__DIRECTIONS__
Please quote every one of the rows below word for word.

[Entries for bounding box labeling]

====================

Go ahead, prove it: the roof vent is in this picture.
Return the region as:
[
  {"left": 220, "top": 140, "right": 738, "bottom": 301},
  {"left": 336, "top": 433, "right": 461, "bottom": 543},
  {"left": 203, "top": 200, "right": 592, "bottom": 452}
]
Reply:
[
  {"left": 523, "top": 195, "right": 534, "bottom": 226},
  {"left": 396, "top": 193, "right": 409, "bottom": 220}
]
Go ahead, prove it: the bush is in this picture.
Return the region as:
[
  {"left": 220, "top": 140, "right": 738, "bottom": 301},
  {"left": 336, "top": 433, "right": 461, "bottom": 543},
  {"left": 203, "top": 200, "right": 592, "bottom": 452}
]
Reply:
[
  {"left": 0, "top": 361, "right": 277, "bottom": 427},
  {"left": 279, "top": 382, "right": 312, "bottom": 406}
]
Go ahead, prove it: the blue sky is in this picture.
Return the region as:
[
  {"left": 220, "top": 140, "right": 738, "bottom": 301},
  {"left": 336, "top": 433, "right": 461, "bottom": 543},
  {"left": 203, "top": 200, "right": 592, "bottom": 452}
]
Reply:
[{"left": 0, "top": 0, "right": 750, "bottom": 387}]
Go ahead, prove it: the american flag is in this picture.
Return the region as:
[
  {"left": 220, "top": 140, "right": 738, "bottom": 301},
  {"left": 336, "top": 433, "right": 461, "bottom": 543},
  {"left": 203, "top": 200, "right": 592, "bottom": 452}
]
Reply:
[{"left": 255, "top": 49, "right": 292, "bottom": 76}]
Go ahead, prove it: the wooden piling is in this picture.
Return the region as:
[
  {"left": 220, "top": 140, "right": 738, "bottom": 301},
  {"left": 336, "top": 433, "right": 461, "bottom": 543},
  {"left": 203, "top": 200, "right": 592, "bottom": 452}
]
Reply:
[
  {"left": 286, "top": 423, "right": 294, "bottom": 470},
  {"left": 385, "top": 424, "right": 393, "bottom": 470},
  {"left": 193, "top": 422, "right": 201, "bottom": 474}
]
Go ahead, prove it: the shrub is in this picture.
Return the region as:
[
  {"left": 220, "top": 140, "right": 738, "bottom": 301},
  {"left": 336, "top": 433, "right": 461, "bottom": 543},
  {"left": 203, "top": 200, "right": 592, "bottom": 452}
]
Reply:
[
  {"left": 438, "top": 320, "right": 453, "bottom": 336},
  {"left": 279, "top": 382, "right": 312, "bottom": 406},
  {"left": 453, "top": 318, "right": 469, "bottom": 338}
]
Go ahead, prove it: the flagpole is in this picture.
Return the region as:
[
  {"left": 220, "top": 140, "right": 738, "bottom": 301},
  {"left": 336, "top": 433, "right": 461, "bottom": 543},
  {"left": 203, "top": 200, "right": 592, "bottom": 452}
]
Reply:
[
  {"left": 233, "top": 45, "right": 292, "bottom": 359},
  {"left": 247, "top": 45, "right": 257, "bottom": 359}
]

====================

__COMPLETE ANSWER__
Go ahead, prove it: the roof vent is in this picture.
Return the region as:
[
  {"left": 220, "top": 140, "right": 738, "bottom": 301},
  {"left": 336, "top": 433, "right": 461, "bottom": 543},
  {"left": 203, "top": 200, "right": 592, "bottom": 452}
]
Reply:
[
  {"left": 523, "top": 195, "right": 534, "bottom": 226},
  {"left": 396, "top": 193, "right": 409, "bottom": 220}
]
Go ahead, prove it: the bush is in this picture.
Return the region as:
[
  {"left": 220, "top": 140, "right": 738, "bottom": 301},
  {"left": 336, "top": 433, "right": 461, "bottom": 543},
  {"left": 203, "top": 200, "right": 592, "bottom": 452}
]
Reply:
[
  {"left": 0, "top": 361, "right": 277, "bottom": 427},
  {"left": 279, "top": 382, "right": 312, "bottom": 406}
]
Go ahead, prove it: the blue sky is in this picture.
Return the region as:
[
  {"left": 220, "top": 140, "right": 738, "bottom": 301},
  {"left": 336, "top": 433, "right": 461, "bottom": 543},
  {"left": 203, "top": 200, "right": 592, "bottom": 452}
]
Reply:
[{"left": 0, "top": 0, "right": 750, "bottom": 387}]
Go ahead, prove it: the american flag is in this picture.
Return the region as:
[
  {"left": 220, "top": 140, "right": 738, "bottom": 301},
  {"left": 336, "top": 433, "right": 461, "bottom": 543},
  {"left": 203, "top": 200, "right": 592, "bottom": 452}
]
Reply:
[{"left": 255, "top": 49, "right": 292, "bottom": 76}]
Go ahead, prove it: the wooden piling is in this picture.
Return the region as:
[
  {"left": 220, "top": 140, "right": 738, "bottom": 301},
  {"left": 336, "top": 433, "right": 461, "bottom": 543},
  {"left": 203, "top": 200, "right": 592, "bottom": 452}
]
Reply:
[
  {"left": 286, "top": 423, "right": 294, "bottom": 470},
  {"left": 385, "top": 424, "right": 393, "bottom": 470},
  {"left": 193, "top": 422, "right": 201, "bottom": 474}
]
Go ahead, prove it: the shrub is in this picture.
Return the region as:
[
  {"left": 220, "top": 140, "right": 738, "bottom": 301},
  {"left": 336, "top": 433, "right": 461, "bottom": 543},
  {"left": 203, "top": 200, "right": 592, "bottom": 452}
]
Reply:
[
  {"left": 438, "top": 320, "right": 453, "bottom": 336},
  {"left": 279, "top": 382, "right": 312, "bottom": 406},
  {"left": 453, "top": 318, "right": 469, "bottom": 338}
]
Go ahead, prove it: the flagpole is in this picture.
Return the region as:
[
  {"left": 220, "top": 140, "right": 738, "bottom": 301},
  {"left": 336, "top": 433, "right": 461, "bottom": 543},
  {"left": 203, "top": 200, "right": 592, "bottom": 452}
]
Reply:
[
  {"left": 233, "top": 45, "right": 292, "bottom": 359},
  {"left": 247, "top": 45, "right": 257, "bottom": 359}
]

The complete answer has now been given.